/---
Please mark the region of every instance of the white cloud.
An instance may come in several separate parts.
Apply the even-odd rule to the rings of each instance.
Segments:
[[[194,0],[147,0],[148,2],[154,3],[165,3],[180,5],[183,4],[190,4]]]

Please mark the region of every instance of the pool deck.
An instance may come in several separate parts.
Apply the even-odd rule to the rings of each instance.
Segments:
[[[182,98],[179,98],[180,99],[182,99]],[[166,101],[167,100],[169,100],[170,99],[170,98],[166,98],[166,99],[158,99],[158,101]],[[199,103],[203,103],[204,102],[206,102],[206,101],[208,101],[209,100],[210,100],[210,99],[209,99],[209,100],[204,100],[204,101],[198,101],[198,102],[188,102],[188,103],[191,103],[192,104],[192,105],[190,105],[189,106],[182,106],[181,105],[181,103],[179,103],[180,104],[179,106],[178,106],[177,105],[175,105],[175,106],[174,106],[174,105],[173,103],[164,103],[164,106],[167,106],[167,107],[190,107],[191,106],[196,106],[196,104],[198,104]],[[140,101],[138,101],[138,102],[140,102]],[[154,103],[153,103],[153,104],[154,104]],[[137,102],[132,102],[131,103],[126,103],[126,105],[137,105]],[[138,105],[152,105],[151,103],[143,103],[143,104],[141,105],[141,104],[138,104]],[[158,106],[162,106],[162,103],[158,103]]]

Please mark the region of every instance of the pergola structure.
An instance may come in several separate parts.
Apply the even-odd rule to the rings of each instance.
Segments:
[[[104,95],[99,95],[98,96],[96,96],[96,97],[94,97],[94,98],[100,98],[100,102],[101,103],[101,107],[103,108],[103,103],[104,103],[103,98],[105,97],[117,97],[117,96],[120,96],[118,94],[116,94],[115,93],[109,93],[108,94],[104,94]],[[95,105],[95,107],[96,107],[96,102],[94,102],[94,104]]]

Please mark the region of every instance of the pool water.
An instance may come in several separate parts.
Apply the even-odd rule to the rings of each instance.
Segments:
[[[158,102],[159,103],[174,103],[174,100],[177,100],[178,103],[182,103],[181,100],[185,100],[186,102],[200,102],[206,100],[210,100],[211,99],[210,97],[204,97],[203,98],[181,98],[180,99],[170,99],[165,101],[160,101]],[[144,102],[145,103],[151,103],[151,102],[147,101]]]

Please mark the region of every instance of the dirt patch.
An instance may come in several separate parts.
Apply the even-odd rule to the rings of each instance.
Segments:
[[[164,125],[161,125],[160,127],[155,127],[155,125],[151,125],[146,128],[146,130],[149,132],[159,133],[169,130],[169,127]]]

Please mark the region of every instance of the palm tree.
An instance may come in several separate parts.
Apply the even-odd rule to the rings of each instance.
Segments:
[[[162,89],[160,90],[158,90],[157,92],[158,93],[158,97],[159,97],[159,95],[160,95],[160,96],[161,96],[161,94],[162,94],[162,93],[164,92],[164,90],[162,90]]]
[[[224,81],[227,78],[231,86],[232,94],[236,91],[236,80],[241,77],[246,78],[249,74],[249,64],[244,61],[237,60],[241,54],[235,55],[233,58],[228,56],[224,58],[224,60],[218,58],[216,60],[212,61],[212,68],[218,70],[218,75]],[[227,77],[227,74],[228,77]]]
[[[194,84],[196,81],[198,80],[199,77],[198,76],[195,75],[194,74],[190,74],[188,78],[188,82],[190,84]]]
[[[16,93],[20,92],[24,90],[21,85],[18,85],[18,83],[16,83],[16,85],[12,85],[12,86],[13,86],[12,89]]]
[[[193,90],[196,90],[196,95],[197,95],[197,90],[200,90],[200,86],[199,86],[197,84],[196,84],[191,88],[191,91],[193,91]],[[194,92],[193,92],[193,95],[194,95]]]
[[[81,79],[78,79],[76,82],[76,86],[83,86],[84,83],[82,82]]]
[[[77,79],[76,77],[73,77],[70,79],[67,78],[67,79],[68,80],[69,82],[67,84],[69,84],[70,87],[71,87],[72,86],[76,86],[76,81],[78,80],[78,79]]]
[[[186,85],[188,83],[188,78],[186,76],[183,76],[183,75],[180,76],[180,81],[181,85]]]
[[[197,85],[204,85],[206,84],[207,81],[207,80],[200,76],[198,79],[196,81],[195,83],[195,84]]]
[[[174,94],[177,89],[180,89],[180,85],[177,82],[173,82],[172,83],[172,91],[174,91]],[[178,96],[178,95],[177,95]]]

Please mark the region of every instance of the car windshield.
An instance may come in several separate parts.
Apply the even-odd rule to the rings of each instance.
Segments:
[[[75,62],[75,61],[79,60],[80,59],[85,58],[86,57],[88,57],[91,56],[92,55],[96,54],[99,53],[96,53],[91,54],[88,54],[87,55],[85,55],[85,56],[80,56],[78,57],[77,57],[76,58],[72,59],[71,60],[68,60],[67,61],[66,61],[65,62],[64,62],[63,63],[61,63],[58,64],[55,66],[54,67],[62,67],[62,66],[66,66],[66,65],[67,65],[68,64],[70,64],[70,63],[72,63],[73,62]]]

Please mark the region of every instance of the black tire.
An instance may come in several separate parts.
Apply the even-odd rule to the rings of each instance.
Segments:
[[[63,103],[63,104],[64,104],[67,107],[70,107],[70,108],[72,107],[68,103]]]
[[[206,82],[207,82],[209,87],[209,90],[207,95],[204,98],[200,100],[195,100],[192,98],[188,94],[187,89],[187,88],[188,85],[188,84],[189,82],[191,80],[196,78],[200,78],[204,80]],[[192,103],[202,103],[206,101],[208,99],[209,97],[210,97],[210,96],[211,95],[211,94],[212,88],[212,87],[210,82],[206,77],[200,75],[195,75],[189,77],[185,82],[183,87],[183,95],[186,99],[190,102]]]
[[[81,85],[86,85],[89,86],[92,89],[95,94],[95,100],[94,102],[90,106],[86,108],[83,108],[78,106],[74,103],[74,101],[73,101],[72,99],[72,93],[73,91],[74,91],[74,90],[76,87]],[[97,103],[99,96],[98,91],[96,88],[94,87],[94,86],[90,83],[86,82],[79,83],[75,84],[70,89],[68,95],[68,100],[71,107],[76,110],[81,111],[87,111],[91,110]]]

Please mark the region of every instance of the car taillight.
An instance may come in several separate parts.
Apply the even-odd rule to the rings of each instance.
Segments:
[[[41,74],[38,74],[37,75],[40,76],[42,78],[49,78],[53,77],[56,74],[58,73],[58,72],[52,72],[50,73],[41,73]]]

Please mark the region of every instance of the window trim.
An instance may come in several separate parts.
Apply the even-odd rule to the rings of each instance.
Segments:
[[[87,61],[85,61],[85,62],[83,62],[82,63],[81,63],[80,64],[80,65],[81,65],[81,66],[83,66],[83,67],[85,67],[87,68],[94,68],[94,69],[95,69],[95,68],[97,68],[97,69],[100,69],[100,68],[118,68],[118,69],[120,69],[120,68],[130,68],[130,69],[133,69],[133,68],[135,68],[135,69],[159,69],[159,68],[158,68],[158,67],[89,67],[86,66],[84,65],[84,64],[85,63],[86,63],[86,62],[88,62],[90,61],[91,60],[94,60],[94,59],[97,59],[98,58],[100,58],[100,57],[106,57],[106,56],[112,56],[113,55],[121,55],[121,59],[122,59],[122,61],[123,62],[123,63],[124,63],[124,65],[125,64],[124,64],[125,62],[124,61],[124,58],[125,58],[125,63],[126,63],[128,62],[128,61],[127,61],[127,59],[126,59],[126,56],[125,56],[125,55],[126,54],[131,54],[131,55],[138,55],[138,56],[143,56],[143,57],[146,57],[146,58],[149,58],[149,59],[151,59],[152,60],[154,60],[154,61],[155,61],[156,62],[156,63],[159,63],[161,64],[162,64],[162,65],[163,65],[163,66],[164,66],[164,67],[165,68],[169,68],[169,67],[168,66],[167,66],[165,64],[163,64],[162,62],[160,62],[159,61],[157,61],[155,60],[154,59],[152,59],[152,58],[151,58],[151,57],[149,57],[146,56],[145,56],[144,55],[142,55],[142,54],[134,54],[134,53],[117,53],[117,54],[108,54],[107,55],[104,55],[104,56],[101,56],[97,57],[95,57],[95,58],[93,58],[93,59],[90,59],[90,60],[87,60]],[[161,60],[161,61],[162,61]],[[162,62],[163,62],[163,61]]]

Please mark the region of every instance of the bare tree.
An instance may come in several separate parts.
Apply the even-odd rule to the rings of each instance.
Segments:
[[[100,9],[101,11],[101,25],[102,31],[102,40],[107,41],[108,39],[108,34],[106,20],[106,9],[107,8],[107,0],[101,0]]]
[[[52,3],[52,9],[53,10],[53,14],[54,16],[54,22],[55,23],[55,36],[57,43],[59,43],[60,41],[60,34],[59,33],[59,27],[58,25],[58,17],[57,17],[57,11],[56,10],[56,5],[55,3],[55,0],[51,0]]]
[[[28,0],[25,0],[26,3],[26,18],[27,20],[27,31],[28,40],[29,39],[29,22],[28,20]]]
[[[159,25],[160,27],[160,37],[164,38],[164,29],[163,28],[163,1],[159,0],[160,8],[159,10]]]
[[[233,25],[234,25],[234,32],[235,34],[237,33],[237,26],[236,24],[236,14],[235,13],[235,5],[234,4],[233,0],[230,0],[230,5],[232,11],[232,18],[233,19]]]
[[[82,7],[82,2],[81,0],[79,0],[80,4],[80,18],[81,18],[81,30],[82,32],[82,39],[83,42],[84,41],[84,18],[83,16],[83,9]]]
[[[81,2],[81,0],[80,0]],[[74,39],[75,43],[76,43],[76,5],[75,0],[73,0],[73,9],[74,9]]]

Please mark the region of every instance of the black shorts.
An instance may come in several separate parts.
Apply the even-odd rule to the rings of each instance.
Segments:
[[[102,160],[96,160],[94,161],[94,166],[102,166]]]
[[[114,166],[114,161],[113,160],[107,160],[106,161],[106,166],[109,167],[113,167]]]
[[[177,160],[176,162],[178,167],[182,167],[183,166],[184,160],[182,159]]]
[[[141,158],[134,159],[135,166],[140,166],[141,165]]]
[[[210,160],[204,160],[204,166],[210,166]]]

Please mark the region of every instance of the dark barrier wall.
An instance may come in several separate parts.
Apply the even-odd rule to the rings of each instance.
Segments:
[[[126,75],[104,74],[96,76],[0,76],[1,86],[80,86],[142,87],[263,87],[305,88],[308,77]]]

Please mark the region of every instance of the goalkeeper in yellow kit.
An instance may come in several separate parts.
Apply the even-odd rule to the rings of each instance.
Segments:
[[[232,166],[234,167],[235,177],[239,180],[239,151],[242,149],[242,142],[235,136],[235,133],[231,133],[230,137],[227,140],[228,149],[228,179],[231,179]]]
\---
/---
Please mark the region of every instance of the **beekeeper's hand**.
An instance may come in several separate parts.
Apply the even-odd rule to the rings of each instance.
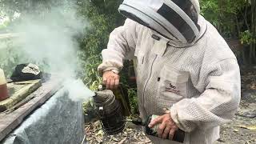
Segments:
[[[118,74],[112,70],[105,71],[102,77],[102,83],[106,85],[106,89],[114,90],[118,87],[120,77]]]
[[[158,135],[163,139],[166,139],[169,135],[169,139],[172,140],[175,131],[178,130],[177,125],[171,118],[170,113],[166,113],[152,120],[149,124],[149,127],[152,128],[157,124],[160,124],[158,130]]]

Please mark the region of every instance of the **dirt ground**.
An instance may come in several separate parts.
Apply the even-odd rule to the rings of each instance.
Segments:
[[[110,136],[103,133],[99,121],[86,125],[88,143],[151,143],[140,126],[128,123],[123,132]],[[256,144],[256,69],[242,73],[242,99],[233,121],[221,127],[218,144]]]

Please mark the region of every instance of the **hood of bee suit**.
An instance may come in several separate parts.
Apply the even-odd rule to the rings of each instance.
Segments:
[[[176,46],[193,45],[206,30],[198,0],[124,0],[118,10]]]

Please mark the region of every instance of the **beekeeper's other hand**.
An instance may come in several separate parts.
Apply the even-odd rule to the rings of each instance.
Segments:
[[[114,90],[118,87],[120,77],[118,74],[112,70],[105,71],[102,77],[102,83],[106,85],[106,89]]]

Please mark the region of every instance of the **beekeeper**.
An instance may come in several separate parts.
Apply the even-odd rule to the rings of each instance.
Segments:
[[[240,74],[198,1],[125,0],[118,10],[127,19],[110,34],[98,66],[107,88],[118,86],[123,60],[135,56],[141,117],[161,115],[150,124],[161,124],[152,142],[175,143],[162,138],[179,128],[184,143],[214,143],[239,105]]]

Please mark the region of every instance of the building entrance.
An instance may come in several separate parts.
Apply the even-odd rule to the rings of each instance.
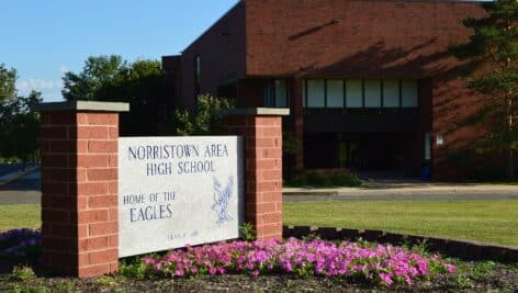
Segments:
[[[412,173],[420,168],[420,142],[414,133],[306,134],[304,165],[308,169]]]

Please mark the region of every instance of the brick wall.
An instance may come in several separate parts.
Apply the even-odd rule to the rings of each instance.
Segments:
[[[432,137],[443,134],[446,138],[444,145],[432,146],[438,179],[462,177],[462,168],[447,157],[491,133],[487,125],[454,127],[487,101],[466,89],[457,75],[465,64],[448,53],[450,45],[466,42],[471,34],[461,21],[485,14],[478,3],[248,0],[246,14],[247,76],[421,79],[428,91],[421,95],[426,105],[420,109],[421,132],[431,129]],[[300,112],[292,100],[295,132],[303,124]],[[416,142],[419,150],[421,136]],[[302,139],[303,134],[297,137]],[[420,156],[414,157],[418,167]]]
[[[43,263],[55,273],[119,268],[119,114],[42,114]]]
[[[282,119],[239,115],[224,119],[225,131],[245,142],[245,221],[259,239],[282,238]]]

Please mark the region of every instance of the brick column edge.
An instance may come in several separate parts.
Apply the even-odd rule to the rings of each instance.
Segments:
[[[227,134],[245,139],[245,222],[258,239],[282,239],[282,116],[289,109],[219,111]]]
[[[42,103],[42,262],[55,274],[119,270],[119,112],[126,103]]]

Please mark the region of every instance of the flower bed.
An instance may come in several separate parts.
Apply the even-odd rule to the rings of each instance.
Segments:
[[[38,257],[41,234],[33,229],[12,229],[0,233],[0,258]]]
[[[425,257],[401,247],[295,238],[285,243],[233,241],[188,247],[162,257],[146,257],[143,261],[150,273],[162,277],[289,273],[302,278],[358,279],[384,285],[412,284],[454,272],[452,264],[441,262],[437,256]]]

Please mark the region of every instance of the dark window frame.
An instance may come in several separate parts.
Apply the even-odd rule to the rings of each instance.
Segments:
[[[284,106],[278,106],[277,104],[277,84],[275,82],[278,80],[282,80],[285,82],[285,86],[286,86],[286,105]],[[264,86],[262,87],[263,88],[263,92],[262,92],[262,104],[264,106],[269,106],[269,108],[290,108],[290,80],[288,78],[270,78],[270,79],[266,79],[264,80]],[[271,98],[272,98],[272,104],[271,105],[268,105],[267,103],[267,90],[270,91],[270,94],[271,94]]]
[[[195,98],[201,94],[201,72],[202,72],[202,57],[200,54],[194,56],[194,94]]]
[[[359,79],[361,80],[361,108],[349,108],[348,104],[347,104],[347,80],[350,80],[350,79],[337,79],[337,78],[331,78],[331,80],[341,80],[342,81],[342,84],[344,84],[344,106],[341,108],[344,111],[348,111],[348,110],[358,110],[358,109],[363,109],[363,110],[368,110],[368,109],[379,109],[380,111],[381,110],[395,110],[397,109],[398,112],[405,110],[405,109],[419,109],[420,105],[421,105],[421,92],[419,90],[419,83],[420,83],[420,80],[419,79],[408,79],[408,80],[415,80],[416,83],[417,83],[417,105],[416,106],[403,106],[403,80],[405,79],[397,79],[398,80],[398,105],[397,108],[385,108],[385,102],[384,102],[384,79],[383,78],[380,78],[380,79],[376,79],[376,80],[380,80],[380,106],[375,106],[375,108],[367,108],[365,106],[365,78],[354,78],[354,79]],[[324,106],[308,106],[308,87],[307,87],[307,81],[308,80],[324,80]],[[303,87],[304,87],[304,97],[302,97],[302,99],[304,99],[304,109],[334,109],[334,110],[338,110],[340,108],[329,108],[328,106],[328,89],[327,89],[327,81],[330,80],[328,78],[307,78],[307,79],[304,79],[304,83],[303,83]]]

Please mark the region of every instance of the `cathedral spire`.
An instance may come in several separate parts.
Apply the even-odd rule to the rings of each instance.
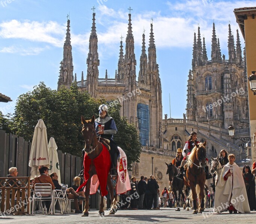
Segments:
\---
What you need to do >> Select every line in the rows above that contains the word "hand", and copy each such line in full.

Exercise response >>
Please mark the region of every instance of the **beekeeper's hand**.
Please mark the region of every instance of the **beekeeper's other hand**.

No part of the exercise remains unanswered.